» WHAT TO PRODUCE:
Print every line of the items below word for word, leaving out the pictures.

» DATA LISTING:
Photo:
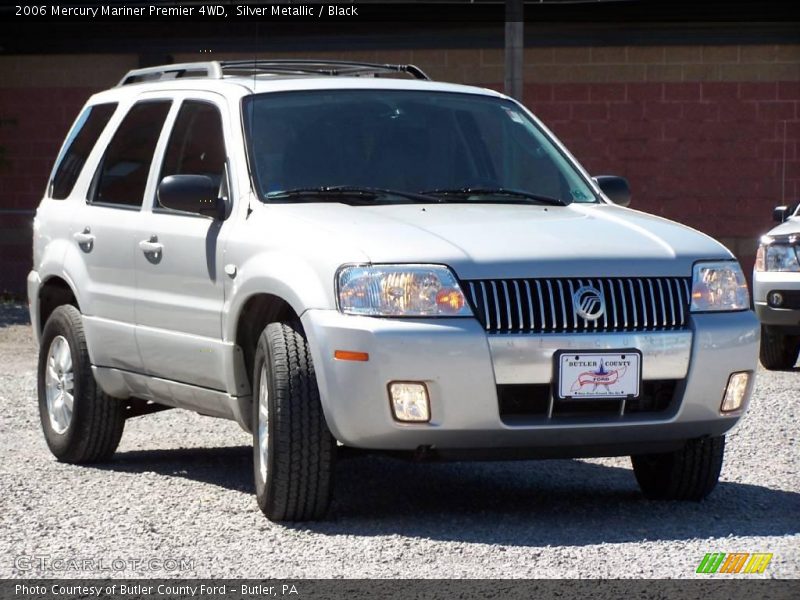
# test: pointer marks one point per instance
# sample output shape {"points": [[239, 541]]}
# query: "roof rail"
{"points": [[209, 69], [215, 70], [318, 67]]}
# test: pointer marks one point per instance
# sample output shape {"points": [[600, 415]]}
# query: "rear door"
{"points": [[179, 255], [104, 229]]}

» EXERCISE SOLUTION:
Photo:
# test: pointer marks one point per instance
# sample output shape {"points": [[239, 541]]}
# query: "roof rail"
{"points": [[209, 69], [215, 70], [318, 67]]}
# test: pointer marks one point per instance
# sample output shape {"points": [[600, 415]]}
# query: "rear door"
{"points": [[179, 255], [104, 229]]}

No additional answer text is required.